● WORK INSTRUCTIONS
a) Return everything from "Her enthusiasm, and" down to "to the fore." in the music competition text, copied word for word.
b) Using the music competition text, say yes or no to each statement and quote the deciding words: (i) RTÉ chose to end its part in the competition. (ii) The Irish Freemasons have backed the competition for the past twenty years. (iii) Those taking part are picked by their colleges.

● EXTRACT TO READ
------------------------------------

Time was when RTÉ ran its own ‘Musician of the Future’ competition. However, the scene changed with the station deciding to discontinue its involvement. This disappointed many not least Jane Carty who had a long-term commitment to the competition and other RTÉ ventures advancing the careers of young musicians. Undaunted, Ms Carty decided ‘Musician of the Future’ was too valuable a project to become a distant memory.
Her enthusiasm, and that of a few like-minded supporters, found favour with the Irish Freemasons who have been the staunch backbone of the competition for the past ten years with, not surprisingly, quite an input from the indefatigable Jane Carty.
Now titled ‘The Irish Freemasons’ Musician of the Year’, the competition is somewhat different in that their respective colleges select those taking part. Last month 12 young artists came to the fore.

------------------------------------

● ENTRIES SUPPLIED
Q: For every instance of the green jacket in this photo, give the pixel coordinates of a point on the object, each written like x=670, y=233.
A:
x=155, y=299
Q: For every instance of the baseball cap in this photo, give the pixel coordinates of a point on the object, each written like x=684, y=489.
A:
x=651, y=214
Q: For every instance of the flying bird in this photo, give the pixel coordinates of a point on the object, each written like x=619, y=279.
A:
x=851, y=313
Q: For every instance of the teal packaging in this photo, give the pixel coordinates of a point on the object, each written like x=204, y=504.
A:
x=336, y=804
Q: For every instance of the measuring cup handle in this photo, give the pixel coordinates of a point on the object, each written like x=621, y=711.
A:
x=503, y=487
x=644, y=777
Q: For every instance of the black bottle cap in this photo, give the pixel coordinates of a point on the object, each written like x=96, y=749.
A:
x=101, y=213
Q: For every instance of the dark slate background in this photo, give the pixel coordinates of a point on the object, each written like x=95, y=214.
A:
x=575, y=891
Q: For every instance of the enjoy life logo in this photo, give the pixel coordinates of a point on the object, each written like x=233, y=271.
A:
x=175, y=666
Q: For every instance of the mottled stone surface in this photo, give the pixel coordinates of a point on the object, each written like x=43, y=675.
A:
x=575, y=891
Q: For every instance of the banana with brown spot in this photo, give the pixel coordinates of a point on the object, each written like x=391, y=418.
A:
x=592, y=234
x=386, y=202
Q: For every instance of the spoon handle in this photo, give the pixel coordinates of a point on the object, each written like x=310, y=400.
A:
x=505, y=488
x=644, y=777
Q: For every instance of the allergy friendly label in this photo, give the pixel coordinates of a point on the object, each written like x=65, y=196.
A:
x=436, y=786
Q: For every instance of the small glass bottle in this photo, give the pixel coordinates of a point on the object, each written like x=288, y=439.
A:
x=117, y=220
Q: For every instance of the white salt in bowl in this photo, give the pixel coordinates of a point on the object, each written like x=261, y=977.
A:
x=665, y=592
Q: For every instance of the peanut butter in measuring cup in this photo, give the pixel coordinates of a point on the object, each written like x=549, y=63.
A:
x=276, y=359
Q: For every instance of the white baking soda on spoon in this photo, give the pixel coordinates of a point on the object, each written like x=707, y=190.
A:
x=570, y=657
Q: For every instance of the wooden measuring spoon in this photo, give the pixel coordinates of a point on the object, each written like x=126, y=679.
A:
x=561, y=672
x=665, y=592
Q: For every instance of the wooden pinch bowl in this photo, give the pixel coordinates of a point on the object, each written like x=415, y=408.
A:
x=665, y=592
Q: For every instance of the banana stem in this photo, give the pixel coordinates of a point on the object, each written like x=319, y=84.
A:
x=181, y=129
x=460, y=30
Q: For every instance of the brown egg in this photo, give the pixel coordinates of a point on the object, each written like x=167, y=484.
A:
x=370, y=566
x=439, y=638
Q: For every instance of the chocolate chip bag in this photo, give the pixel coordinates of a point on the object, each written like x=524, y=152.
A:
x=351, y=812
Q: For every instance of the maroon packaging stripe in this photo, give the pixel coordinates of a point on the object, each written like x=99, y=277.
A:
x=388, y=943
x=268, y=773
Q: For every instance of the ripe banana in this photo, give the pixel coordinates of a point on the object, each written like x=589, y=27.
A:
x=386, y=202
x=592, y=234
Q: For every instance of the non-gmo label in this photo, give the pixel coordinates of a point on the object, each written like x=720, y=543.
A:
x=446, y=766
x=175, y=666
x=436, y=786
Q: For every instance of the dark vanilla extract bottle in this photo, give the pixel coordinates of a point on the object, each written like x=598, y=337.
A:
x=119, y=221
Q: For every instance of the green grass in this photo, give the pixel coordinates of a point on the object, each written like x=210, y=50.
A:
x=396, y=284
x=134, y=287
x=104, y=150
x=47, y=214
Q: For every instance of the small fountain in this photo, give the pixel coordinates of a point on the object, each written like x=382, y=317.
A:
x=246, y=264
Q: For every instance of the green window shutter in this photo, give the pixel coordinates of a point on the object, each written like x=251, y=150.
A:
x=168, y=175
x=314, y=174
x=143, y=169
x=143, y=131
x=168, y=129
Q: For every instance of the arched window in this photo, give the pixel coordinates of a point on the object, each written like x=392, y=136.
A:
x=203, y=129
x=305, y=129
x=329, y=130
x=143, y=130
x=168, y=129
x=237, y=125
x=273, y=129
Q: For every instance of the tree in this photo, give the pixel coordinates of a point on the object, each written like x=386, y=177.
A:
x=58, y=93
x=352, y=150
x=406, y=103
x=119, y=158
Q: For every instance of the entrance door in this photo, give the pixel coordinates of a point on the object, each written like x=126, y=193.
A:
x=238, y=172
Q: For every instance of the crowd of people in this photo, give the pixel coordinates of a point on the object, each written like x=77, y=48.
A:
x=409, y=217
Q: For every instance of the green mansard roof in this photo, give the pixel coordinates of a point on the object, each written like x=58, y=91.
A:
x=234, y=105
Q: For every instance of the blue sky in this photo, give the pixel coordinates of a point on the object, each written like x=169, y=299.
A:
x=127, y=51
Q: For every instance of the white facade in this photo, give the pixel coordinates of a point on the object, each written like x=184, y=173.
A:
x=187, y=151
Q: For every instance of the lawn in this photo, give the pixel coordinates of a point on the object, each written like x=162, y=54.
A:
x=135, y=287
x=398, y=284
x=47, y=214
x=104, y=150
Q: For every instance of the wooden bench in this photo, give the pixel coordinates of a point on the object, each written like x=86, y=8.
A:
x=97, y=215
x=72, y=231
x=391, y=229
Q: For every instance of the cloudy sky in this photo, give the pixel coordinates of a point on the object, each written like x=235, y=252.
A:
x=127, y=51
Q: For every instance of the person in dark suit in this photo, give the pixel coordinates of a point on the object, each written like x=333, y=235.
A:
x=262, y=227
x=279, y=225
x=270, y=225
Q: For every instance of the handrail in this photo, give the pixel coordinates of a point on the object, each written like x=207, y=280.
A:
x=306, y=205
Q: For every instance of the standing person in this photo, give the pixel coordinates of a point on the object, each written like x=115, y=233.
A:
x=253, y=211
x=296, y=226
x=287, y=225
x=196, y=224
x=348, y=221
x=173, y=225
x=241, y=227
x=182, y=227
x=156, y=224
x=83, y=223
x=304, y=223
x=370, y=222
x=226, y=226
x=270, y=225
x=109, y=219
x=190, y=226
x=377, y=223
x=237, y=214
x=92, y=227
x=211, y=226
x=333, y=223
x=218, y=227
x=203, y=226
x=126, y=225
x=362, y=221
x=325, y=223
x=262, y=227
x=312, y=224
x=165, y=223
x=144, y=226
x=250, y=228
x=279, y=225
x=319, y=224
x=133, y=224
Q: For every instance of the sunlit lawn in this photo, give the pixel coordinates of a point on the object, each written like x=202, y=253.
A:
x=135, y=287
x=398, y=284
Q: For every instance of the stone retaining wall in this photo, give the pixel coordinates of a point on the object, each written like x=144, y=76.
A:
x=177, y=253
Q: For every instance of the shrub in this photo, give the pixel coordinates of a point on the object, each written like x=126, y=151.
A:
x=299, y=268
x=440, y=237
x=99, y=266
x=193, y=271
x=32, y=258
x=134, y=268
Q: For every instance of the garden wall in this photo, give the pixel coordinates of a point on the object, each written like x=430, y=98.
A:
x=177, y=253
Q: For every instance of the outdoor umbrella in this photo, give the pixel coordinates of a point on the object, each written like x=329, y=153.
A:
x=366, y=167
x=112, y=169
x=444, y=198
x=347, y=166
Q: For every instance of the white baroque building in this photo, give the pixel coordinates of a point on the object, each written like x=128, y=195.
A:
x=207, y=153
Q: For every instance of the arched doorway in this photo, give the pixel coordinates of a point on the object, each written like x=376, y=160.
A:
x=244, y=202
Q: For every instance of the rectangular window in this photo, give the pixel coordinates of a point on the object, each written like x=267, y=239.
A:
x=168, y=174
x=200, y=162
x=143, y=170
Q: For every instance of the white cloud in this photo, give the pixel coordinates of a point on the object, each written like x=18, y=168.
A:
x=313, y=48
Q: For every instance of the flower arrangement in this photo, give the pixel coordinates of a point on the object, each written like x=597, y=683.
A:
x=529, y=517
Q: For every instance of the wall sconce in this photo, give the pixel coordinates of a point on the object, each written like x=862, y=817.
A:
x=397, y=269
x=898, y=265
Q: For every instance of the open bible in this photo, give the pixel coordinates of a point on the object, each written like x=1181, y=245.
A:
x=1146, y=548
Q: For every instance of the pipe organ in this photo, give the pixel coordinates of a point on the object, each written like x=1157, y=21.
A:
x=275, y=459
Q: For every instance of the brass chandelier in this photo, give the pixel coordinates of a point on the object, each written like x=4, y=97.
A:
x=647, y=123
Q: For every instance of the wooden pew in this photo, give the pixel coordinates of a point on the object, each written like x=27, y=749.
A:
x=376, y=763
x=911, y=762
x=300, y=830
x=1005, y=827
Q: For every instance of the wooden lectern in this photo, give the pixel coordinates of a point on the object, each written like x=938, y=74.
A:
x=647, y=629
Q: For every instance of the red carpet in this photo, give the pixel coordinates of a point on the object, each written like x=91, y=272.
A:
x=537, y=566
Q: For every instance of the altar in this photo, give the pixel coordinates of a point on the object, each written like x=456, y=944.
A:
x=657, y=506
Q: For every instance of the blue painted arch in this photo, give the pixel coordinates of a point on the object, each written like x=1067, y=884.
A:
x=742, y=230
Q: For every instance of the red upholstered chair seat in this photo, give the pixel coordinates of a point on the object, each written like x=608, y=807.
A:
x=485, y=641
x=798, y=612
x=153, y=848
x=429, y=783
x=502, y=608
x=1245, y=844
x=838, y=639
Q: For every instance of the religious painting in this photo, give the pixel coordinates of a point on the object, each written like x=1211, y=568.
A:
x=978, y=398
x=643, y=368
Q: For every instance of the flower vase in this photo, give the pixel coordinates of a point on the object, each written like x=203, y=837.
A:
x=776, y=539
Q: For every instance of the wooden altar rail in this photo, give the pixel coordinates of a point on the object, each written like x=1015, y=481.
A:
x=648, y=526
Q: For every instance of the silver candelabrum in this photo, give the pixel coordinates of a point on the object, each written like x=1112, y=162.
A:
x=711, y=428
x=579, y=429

------------------------------------

● RESPONSES
a)
Her enthusiasm, and that of a few like-minded supporters, found favour with the Irish Freemasons who have been the staunch backbone of the competition for the past ten years with, not surprisingly, quite an input from the indefatigable Jane Carty.
Now titled ‘The Irish Freemasons’ Musician of the Year’, the competition is somewhat different in that their respective colleges select those taking part. Last month 12 young artists came to the fore.

b)
(i) Yes: "the station deciding to discontinue its involvement"
(ii) No: "for the past ten years"
(iii) Yes: "their respective colleges select those taking part"